◆ SOURCE MATERIAL
----------------------------------------

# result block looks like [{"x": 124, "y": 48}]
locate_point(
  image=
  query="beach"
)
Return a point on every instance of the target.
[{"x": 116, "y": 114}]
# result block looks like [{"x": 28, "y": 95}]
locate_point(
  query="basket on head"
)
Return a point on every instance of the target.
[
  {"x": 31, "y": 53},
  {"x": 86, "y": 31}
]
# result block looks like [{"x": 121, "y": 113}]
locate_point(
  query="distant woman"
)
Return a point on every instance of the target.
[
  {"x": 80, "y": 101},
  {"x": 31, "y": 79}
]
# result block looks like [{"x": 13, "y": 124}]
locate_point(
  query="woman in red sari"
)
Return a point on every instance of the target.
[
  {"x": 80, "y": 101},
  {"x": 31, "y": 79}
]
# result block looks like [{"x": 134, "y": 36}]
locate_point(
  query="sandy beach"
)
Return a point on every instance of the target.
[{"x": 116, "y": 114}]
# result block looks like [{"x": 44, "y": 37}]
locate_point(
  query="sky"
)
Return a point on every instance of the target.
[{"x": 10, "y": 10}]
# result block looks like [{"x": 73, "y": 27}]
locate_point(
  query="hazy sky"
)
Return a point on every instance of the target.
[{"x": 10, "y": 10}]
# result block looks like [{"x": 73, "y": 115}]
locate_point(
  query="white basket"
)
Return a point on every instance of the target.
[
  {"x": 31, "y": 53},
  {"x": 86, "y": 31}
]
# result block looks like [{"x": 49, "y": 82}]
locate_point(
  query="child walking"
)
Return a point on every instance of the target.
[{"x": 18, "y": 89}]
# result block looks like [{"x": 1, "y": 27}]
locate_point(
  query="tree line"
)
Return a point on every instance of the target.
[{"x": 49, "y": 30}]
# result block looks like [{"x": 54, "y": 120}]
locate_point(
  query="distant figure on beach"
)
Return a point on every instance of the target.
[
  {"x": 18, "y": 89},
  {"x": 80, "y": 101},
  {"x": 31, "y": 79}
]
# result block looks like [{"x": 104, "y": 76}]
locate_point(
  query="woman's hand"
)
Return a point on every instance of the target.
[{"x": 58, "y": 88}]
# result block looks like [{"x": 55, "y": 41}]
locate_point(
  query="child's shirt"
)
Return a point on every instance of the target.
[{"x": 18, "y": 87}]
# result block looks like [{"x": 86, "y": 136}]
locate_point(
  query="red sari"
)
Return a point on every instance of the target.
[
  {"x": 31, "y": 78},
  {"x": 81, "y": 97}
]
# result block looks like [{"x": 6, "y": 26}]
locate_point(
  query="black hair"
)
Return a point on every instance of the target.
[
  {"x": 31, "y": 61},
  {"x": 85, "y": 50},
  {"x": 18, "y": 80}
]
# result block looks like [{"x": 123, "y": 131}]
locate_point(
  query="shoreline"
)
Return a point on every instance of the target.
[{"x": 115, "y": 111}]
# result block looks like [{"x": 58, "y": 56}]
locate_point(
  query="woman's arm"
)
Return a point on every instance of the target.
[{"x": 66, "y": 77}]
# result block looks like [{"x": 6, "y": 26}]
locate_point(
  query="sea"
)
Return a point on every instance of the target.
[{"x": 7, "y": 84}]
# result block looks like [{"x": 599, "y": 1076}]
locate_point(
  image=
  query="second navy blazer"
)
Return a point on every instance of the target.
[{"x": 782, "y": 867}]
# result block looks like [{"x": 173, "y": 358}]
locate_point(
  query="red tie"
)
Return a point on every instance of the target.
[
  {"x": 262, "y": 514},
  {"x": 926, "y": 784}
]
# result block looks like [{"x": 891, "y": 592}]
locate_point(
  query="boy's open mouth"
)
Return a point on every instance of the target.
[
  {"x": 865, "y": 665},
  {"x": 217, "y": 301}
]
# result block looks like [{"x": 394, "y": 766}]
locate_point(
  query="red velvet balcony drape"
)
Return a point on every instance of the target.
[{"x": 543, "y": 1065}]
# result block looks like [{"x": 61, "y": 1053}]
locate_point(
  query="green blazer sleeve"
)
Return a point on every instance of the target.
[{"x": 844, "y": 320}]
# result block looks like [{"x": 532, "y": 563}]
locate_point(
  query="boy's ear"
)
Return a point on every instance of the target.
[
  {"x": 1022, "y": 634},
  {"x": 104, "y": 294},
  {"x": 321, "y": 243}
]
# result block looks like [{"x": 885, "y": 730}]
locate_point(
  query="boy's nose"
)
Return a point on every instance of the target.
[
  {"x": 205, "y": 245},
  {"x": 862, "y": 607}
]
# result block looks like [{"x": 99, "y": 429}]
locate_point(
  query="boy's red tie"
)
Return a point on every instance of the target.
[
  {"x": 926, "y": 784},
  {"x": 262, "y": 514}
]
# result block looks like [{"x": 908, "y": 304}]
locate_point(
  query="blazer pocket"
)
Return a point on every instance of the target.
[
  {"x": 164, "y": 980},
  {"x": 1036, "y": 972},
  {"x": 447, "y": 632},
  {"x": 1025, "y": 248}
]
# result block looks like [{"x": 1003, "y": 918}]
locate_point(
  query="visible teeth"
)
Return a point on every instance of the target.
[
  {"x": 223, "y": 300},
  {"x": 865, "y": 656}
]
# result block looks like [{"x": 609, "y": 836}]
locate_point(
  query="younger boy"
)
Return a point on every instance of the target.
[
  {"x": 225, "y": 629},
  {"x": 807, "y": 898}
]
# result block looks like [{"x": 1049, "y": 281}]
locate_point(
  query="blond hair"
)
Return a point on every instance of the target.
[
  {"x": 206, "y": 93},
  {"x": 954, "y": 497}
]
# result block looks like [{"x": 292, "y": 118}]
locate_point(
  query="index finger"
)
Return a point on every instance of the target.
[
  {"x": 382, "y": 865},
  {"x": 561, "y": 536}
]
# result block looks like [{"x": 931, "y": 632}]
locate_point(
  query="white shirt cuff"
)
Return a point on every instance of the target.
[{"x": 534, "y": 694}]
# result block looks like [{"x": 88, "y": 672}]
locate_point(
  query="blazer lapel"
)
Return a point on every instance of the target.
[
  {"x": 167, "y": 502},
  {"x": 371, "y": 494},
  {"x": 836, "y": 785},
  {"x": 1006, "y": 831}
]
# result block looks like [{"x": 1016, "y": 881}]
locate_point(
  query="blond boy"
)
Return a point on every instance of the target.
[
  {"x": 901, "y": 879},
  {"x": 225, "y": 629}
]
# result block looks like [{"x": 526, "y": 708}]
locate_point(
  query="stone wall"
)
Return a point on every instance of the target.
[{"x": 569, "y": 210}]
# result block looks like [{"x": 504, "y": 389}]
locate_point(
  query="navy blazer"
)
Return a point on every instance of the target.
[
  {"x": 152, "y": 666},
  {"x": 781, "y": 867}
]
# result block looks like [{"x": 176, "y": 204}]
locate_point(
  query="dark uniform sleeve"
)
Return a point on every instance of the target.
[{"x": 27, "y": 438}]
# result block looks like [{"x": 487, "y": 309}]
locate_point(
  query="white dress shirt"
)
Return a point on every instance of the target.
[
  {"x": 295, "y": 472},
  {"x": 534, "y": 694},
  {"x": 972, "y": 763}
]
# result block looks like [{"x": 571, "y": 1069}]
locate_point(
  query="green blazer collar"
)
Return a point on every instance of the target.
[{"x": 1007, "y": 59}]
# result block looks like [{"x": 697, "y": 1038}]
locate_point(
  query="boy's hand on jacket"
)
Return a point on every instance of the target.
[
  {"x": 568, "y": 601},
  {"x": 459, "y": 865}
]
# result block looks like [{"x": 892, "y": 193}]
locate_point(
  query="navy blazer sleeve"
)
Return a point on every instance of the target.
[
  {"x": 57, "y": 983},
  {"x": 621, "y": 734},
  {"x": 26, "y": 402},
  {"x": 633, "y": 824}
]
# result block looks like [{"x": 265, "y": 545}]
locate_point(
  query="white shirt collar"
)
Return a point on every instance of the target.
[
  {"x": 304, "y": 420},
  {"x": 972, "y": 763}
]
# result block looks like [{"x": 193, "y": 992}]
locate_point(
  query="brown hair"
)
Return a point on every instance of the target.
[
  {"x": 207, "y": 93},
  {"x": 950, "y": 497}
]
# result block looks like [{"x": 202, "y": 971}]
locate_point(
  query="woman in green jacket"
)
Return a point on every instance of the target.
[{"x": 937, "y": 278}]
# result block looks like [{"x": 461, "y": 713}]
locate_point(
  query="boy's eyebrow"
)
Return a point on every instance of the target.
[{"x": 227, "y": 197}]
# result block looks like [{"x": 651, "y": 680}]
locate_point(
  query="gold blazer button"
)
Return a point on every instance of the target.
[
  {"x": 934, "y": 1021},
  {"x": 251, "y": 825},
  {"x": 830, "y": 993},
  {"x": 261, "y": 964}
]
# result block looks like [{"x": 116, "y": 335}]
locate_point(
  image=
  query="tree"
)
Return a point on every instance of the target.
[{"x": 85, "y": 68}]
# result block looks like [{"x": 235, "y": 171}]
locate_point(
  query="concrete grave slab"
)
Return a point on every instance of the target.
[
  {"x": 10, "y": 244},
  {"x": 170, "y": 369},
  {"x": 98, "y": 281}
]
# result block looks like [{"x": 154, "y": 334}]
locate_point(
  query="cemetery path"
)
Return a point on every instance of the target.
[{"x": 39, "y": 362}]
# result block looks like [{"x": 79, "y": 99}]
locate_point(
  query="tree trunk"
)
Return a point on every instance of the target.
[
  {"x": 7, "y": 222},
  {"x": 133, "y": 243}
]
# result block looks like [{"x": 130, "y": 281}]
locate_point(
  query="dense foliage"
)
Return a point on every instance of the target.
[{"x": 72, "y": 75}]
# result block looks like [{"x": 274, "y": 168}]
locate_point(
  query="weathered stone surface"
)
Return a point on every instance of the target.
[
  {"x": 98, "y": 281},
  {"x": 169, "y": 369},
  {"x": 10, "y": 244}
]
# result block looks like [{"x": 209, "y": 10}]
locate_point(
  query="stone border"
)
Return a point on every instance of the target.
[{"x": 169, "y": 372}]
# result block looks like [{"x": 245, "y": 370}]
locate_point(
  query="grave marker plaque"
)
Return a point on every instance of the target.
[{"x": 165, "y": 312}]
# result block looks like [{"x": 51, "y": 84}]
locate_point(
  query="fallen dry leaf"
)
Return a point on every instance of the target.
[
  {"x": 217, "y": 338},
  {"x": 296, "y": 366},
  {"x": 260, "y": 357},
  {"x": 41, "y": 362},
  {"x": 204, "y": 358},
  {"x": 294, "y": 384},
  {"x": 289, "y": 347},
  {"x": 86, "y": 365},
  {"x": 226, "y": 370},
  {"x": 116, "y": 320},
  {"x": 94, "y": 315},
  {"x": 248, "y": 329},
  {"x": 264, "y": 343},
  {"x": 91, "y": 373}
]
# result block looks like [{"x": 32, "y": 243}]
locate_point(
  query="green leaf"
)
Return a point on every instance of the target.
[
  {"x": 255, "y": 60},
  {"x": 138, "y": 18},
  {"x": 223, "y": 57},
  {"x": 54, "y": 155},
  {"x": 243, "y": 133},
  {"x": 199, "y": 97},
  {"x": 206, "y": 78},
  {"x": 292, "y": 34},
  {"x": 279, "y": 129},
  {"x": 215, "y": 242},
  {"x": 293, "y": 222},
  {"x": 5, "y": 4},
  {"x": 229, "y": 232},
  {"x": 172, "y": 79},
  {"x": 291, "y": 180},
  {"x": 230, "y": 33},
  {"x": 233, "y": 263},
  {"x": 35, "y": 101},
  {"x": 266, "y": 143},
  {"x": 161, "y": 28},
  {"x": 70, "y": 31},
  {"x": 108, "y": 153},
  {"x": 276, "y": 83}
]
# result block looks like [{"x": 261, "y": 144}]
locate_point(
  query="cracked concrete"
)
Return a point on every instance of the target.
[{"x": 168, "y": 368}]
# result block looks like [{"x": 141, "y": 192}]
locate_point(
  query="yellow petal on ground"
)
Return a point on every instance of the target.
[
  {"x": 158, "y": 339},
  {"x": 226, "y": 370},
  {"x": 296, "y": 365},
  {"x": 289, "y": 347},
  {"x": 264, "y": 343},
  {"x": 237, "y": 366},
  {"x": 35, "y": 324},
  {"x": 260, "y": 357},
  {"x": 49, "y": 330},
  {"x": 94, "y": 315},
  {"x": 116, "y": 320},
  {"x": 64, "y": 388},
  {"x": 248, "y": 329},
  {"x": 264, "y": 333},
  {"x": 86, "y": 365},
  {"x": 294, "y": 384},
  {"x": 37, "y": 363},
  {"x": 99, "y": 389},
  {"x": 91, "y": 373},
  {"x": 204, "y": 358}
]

----------------------------------------

◆ TRY IT
Using the material above, work out how many lines hold the word "shirt". Reply with that number alone.

◆ ANSWER
4